For each line of the data below that contains "young", return that line.

Data provided section start

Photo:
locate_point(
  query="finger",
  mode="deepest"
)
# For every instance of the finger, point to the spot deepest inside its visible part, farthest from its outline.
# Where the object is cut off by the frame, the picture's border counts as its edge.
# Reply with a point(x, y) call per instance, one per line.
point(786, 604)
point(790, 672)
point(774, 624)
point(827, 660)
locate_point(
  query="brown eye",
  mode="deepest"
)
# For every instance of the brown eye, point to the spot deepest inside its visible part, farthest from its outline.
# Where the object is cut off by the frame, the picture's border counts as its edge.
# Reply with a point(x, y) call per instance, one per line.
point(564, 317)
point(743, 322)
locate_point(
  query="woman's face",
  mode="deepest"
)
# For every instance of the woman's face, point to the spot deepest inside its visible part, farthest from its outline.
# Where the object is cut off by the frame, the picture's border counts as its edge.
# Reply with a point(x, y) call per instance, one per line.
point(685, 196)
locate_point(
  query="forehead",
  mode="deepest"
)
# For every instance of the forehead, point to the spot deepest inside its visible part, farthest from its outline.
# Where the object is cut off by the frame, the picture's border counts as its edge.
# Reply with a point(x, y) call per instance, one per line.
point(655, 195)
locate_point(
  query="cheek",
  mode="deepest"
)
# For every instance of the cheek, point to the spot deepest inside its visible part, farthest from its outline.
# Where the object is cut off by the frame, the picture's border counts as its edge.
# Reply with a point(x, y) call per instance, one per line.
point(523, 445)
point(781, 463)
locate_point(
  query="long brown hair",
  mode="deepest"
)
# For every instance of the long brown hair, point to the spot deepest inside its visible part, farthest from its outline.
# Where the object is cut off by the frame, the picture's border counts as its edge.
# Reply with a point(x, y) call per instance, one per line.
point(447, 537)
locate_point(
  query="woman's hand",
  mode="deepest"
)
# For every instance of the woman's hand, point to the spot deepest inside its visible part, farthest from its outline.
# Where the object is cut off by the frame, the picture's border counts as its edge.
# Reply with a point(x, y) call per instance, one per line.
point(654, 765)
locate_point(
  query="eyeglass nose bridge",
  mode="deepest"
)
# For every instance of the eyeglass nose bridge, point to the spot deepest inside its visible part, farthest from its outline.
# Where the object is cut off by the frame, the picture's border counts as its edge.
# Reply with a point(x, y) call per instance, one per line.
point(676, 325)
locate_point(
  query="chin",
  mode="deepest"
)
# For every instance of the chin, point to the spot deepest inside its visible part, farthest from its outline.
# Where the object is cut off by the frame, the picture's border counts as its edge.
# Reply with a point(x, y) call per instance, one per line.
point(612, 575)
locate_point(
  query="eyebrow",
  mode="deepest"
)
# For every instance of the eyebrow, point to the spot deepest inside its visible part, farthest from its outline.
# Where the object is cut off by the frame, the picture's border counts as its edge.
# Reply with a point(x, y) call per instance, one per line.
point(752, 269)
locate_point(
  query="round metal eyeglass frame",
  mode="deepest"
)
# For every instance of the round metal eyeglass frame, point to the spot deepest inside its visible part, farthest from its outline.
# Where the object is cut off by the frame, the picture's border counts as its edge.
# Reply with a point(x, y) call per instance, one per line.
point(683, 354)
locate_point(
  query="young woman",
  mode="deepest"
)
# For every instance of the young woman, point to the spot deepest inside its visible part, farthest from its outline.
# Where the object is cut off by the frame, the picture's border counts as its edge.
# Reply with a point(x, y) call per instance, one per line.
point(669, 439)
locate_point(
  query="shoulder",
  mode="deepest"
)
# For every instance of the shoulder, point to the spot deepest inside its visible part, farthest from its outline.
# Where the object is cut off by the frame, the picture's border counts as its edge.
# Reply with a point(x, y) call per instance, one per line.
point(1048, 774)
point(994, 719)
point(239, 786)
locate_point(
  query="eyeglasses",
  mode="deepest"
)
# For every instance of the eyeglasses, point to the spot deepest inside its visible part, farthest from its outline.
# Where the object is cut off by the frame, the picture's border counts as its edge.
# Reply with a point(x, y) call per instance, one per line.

Data provided section end

_Written solution_
  query="young woman",
# For every instance of the young woman, point to the spot deepest inside its visible part, farthest from its outline.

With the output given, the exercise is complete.